## What the task asks
Reproduce the material below word for word, starting at the line that contains "the chair handle" and ending at the line that contains "column 175, row 691", with both of those lines included.

::::

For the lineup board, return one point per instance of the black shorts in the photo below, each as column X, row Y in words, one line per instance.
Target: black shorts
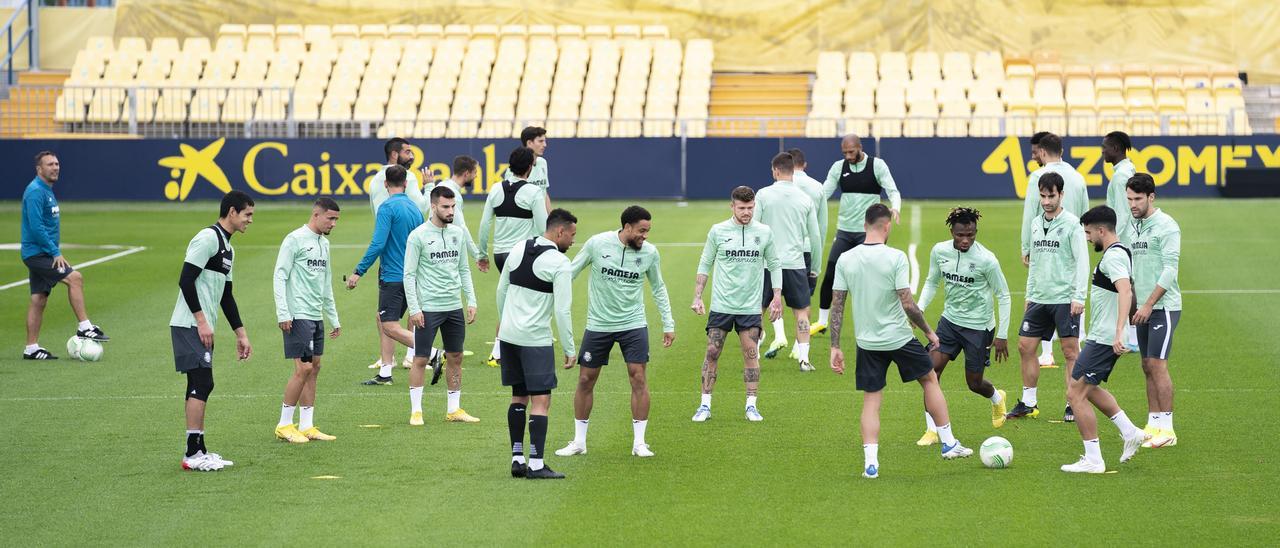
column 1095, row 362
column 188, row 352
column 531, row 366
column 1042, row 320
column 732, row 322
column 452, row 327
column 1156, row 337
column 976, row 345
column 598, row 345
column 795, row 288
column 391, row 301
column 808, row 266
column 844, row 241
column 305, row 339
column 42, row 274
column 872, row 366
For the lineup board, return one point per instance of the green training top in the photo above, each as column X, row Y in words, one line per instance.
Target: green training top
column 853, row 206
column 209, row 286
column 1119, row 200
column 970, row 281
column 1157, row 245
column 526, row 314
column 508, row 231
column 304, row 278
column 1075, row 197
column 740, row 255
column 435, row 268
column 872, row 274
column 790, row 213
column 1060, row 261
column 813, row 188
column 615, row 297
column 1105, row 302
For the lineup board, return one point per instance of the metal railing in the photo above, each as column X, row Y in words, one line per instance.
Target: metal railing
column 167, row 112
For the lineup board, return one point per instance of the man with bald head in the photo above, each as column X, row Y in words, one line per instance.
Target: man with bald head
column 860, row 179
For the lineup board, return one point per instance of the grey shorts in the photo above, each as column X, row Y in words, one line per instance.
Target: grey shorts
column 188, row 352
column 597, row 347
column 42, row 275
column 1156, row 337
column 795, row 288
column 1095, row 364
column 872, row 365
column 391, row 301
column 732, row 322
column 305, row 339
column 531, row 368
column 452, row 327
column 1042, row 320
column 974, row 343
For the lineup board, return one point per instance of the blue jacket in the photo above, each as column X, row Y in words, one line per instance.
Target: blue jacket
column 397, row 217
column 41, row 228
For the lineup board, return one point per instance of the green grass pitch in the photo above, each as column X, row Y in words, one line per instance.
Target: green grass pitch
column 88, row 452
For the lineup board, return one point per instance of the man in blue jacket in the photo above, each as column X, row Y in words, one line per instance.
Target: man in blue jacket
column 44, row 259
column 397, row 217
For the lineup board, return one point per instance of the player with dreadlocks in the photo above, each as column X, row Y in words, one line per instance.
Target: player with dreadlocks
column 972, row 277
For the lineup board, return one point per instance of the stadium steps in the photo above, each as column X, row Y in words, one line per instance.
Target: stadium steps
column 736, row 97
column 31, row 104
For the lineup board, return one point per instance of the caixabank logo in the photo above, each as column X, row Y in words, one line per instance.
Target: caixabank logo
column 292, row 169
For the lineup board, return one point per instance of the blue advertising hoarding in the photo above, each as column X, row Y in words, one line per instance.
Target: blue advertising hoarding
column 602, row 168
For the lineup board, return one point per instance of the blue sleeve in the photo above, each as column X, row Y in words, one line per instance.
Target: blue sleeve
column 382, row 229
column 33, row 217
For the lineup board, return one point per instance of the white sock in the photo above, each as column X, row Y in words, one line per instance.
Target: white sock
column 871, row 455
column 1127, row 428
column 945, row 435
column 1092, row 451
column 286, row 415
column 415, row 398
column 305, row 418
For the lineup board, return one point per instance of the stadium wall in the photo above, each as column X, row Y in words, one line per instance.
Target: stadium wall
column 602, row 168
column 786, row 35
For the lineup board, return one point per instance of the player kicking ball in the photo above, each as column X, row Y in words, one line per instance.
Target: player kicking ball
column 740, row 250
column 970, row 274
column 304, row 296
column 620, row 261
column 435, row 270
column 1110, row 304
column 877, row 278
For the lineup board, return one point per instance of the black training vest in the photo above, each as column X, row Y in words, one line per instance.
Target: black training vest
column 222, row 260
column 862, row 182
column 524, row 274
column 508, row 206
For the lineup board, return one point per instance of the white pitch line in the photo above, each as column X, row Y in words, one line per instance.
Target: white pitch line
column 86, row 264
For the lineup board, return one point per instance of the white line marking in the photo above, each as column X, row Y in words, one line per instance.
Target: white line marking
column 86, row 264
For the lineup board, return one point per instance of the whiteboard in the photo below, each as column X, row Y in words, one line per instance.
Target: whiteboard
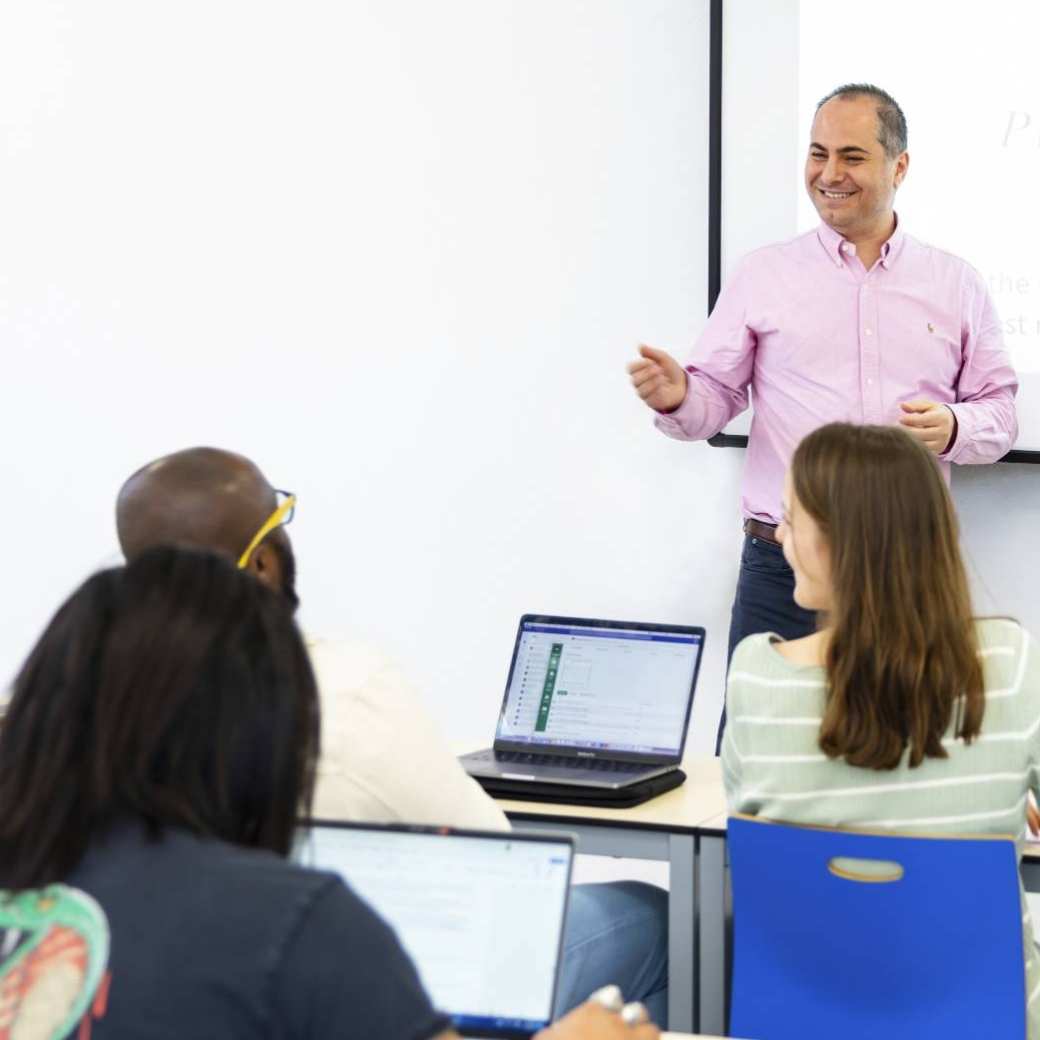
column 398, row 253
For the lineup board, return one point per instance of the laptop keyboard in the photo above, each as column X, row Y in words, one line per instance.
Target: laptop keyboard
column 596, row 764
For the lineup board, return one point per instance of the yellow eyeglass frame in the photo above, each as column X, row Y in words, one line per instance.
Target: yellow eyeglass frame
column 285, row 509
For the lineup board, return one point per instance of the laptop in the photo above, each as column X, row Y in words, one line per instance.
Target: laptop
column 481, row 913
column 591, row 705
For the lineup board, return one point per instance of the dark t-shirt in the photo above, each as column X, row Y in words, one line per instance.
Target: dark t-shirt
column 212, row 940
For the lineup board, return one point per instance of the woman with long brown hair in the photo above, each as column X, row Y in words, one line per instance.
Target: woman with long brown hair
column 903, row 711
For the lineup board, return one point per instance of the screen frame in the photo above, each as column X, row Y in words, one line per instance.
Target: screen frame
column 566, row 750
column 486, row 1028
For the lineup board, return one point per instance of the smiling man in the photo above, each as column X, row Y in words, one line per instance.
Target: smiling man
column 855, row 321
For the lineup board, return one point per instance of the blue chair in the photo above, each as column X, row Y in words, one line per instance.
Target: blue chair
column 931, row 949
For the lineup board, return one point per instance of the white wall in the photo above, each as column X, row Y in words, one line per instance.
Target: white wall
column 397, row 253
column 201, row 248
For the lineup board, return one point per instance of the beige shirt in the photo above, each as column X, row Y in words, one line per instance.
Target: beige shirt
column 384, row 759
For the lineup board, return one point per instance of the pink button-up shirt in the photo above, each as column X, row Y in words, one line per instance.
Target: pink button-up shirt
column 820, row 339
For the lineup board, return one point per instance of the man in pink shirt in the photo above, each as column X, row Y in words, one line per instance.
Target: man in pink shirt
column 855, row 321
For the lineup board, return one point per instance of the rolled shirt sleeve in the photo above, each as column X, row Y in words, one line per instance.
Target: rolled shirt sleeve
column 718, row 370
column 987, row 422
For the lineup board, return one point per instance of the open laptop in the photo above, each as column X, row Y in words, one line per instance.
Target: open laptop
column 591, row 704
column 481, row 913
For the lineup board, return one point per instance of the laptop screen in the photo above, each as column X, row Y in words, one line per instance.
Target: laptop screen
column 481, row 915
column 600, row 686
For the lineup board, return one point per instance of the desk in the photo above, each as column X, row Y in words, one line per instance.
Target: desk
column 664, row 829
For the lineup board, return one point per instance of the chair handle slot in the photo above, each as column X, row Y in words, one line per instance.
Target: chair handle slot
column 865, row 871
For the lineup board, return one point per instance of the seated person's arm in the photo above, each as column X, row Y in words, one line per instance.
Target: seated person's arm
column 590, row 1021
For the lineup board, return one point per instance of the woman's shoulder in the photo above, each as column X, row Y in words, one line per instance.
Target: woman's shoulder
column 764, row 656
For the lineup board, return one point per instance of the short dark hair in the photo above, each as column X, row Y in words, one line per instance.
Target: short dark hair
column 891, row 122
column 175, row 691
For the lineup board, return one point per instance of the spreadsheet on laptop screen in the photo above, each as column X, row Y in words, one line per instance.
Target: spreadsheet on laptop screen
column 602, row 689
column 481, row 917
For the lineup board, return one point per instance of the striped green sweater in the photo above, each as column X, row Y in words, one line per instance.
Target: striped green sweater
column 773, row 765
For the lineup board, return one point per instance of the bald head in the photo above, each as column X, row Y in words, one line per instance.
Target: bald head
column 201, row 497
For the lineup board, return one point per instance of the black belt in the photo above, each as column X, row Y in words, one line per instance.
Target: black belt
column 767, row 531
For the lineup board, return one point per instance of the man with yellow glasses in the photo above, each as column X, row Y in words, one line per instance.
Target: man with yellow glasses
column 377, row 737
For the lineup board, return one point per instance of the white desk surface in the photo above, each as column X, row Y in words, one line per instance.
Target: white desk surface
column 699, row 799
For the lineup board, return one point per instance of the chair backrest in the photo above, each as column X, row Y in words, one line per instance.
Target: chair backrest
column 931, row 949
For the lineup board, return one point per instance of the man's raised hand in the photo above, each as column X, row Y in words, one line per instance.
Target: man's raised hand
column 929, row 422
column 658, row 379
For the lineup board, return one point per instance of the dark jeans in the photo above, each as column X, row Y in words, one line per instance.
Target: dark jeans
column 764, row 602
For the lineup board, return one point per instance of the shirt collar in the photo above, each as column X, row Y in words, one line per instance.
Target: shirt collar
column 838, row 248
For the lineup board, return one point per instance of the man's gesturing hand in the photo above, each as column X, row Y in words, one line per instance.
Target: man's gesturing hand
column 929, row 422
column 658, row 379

::::

## Written reply
For the lineup board, return one point per instance of the chair handle slot in the photo above, each as column X, row Y in words, one line per instance.
Target: chair handle slot
column 865, row 871
For the lineup board, return one point per instance of the seated person's arm in the photo above, each as column X, row Y in words, one line per instance.
Target: seated person's arm
column 590, row 1021
For the lineup board, return one point per instance of the woman's shoulder in the photo above, each as column X, row Y in words, one line per instance.
Target: woman's shoulder
column 764, row 656
For the lineup board, return one point per instance of the short dark hair in the photo above, each as column X, row Y in words, one line per instance.
Target: short dark hair
column 891, row 122
column 175, row 691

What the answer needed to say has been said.